[ABOUT THIS EXERCISE] All that is wanted is an exact copy of the line containing "the red cultivator" and the lines after it, through the end of the records.

Start of STORED DATA

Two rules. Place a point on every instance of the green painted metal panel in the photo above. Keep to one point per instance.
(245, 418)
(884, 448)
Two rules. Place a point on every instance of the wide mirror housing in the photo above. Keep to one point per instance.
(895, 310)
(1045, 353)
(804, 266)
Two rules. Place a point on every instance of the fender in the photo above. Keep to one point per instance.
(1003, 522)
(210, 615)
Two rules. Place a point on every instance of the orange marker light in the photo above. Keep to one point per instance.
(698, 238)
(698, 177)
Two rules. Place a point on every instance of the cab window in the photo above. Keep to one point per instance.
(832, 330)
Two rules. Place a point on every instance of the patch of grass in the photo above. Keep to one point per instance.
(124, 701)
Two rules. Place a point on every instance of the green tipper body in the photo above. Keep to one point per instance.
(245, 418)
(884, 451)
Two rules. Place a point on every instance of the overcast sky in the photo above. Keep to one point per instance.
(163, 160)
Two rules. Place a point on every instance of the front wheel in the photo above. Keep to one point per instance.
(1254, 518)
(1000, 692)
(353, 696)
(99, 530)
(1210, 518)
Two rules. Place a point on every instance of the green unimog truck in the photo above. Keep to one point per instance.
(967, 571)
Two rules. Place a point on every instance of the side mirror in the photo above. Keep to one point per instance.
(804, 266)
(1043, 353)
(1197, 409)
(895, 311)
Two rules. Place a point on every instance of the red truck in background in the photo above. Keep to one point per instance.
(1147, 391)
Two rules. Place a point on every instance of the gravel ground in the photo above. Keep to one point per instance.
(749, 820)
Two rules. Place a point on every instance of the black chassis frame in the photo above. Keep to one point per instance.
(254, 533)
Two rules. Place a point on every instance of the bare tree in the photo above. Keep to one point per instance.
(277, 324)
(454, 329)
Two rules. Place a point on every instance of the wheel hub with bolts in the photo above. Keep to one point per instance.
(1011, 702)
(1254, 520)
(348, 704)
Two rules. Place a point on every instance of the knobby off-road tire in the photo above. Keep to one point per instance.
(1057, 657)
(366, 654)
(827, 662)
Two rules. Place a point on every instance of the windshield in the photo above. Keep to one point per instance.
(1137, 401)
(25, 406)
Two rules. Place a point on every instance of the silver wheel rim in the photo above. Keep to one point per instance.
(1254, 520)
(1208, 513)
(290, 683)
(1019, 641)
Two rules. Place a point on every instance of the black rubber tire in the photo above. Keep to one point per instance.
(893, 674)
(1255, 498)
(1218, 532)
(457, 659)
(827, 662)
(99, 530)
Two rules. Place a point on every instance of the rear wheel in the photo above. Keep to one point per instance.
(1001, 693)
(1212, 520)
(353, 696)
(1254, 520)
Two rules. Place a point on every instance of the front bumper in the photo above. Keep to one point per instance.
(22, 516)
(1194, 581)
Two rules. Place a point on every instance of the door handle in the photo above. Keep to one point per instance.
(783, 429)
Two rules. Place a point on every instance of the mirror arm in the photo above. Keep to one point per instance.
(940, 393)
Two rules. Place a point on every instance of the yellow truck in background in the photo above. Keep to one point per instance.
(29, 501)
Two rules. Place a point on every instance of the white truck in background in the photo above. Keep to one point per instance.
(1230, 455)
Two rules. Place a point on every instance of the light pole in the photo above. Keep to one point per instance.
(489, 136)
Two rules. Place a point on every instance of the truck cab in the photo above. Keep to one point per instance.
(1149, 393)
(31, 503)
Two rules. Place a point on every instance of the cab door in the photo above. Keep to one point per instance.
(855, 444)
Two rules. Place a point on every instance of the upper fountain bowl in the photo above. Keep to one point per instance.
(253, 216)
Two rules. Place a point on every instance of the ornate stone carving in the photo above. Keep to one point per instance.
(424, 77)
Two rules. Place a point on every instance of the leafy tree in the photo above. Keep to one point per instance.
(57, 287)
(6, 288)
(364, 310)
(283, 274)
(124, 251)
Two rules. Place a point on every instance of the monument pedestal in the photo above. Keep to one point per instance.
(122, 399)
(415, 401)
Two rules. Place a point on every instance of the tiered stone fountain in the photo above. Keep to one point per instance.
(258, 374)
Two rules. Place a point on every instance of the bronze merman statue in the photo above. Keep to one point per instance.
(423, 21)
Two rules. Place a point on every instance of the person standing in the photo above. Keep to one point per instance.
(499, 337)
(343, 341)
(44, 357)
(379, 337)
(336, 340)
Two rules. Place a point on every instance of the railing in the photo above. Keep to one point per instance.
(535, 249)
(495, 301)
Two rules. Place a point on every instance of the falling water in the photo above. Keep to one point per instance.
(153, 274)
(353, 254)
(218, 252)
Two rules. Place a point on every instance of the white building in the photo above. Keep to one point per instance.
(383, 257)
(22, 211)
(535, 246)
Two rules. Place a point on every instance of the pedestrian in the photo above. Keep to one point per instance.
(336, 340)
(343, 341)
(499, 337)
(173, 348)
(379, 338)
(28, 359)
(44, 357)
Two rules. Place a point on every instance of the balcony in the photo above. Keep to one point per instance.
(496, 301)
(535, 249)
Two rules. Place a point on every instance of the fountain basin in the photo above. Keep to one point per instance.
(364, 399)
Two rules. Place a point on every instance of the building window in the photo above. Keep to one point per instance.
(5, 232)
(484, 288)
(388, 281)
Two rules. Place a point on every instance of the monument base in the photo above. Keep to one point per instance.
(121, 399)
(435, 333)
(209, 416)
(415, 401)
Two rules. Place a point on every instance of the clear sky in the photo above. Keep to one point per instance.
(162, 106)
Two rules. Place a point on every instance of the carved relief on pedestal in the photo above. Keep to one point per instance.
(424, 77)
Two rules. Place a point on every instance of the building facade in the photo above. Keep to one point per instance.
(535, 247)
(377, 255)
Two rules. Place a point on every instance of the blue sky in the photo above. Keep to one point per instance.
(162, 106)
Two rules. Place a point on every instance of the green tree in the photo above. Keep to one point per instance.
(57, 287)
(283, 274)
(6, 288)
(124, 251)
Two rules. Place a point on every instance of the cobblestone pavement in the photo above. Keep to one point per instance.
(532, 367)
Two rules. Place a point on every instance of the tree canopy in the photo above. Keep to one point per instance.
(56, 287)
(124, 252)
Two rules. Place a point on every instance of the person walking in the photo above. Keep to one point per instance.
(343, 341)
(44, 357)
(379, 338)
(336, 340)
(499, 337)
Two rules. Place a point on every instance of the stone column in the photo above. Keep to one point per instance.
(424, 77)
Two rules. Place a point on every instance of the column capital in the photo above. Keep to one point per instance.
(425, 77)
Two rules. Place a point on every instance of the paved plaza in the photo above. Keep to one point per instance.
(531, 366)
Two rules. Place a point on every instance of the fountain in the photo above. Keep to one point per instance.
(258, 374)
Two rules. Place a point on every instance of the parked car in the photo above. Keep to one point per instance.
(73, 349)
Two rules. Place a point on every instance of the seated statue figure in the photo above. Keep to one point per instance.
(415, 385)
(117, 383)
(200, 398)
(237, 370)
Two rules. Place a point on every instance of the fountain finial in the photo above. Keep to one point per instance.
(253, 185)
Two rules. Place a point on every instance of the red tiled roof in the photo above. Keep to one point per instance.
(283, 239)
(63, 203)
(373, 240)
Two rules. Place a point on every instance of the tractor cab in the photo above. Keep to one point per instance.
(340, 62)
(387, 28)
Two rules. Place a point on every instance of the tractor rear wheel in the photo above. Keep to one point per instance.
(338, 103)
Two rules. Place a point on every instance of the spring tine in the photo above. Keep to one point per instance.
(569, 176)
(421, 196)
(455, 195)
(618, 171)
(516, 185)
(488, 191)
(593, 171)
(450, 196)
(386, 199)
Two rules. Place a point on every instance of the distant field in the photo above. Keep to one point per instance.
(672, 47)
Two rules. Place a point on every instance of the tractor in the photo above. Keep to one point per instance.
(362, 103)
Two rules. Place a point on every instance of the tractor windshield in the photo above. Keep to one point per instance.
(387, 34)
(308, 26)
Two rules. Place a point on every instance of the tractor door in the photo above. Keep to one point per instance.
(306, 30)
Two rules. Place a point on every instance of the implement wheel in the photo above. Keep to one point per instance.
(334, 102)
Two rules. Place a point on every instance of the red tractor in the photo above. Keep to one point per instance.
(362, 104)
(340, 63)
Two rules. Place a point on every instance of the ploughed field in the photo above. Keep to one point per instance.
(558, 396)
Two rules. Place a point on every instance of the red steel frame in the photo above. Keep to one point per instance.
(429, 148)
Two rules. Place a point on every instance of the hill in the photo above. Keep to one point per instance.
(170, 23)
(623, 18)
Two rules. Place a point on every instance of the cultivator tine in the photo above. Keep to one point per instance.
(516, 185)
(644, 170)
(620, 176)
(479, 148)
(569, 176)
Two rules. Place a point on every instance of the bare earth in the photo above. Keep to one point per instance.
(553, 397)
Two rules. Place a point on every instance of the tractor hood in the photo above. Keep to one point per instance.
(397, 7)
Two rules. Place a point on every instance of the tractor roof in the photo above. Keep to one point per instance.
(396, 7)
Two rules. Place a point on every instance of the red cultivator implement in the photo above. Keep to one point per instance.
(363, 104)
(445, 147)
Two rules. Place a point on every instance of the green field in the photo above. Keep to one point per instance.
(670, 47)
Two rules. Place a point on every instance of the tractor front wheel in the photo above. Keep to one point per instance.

End of STORED DATA

[OUTPUT FOR THIS EXERCISE]
Two rules. Place a point on every instance of the red cultivator implement in the photo above. Keep to one point per instance.
(363, 104)
(445, 147)
Two rules. Place a point on every instance of the green field in the photo above. Keep to one point per instance.
(670, 47)
Two rules. Place a point on every instance of the tractor front wheel in the photo above. Keep to one point per instance.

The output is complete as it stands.